* [RECORD EXTRACTS]
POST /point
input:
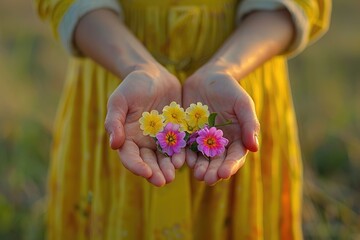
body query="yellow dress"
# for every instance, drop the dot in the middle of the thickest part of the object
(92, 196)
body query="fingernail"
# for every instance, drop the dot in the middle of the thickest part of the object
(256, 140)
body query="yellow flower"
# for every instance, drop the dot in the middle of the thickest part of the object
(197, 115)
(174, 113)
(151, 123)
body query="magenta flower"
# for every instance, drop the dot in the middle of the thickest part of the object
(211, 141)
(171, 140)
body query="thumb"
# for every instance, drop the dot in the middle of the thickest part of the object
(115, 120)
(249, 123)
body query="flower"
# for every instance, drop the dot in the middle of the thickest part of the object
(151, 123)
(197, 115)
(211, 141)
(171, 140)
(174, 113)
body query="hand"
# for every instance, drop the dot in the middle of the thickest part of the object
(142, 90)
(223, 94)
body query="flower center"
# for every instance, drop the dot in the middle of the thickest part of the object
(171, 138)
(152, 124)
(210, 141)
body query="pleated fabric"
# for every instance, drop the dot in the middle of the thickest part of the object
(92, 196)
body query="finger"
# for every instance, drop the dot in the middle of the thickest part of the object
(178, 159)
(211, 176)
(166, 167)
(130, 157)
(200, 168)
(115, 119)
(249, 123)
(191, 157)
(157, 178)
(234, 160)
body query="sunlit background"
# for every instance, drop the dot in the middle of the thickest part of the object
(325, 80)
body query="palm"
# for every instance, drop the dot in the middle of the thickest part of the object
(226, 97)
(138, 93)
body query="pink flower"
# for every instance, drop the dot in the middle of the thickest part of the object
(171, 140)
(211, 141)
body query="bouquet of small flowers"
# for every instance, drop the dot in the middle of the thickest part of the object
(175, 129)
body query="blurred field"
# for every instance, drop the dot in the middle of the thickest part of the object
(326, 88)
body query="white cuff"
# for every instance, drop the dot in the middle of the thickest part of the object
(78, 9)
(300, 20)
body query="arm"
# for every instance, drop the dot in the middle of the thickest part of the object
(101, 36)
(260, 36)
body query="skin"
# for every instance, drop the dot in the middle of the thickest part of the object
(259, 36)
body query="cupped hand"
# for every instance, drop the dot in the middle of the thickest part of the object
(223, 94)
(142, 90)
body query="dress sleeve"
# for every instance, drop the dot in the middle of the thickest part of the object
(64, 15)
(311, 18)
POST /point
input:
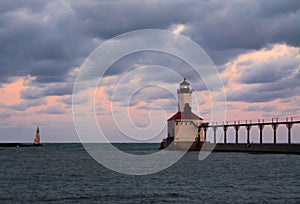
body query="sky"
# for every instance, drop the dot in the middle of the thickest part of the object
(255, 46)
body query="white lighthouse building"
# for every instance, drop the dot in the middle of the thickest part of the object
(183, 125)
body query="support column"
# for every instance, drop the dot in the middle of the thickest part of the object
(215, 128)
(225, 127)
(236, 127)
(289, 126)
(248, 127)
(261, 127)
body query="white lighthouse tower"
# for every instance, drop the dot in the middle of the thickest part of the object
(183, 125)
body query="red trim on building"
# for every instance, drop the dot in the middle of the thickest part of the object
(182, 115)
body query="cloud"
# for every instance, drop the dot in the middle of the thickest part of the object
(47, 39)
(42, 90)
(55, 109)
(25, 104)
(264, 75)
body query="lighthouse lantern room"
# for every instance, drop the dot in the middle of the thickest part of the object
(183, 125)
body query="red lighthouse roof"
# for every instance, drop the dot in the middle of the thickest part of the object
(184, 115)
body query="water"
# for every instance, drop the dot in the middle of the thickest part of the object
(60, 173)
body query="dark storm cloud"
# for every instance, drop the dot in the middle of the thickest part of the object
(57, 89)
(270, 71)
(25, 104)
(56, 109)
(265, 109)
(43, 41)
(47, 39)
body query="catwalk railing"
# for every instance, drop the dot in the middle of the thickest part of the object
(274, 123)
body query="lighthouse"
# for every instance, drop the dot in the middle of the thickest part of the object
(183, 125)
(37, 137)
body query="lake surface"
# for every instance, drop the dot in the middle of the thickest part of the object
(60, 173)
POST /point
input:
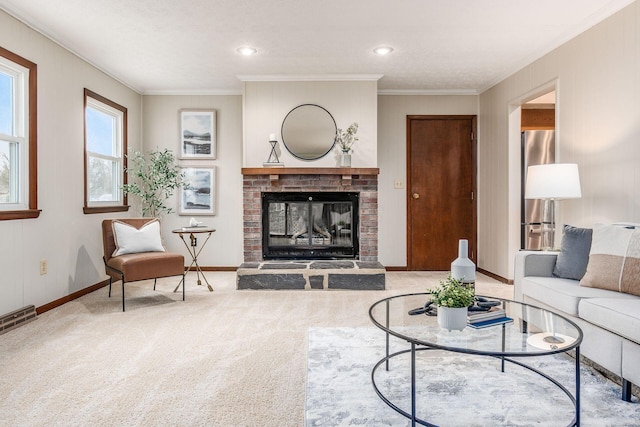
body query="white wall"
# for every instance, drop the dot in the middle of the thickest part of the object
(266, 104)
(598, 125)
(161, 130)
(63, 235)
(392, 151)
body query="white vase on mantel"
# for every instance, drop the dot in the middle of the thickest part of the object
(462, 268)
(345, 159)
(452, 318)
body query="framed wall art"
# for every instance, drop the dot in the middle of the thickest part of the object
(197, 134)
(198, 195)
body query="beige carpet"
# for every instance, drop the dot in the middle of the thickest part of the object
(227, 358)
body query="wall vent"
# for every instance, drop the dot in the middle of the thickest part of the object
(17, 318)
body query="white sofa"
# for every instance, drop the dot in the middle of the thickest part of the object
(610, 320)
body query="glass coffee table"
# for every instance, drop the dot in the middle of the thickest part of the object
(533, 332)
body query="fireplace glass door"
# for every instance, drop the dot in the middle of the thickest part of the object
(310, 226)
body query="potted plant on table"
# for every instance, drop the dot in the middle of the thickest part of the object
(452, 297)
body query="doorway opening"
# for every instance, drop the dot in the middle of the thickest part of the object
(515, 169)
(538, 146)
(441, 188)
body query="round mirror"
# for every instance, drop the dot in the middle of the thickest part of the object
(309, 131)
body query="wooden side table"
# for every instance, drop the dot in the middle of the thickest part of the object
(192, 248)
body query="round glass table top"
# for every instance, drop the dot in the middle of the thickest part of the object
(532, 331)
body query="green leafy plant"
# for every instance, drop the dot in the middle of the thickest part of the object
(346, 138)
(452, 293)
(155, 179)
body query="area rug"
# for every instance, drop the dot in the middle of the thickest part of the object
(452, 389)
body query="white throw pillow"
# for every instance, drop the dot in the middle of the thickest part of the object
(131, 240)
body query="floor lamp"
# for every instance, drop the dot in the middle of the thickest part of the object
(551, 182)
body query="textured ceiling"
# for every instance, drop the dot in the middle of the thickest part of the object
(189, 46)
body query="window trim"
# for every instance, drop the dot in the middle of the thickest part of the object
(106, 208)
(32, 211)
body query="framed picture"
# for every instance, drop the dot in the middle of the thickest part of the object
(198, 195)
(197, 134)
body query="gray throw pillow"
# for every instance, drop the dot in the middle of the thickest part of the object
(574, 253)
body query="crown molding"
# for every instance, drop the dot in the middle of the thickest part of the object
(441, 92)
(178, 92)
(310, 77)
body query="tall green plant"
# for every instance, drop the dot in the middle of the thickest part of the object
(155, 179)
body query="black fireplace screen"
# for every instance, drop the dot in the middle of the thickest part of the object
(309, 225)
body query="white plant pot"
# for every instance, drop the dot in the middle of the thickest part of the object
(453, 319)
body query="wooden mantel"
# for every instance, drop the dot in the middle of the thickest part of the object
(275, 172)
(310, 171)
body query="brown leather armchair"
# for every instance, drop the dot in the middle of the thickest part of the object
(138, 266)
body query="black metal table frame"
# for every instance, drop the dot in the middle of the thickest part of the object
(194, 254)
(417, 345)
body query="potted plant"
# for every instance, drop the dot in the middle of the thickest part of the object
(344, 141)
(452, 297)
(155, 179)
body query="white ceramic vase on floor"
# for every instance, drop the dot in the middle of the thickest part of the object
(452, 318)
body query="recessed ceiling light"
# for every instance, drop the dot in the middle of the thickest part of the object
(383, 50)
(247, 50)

* [EXERCISE TASK]
Quote, without any change, each line from the one that contains "ceramic vase on" through the end of the material.

* [RIGHT ANSWER]
body query="white ceramic vase on floor"
# for every instance, drop the dot in the middle of the thickest part of the object
(452, 318)
body query="recessed ceiling light"
# for every instance, drop the dot in the middle of the thickest part of the object
(383, 50)
(247, 50)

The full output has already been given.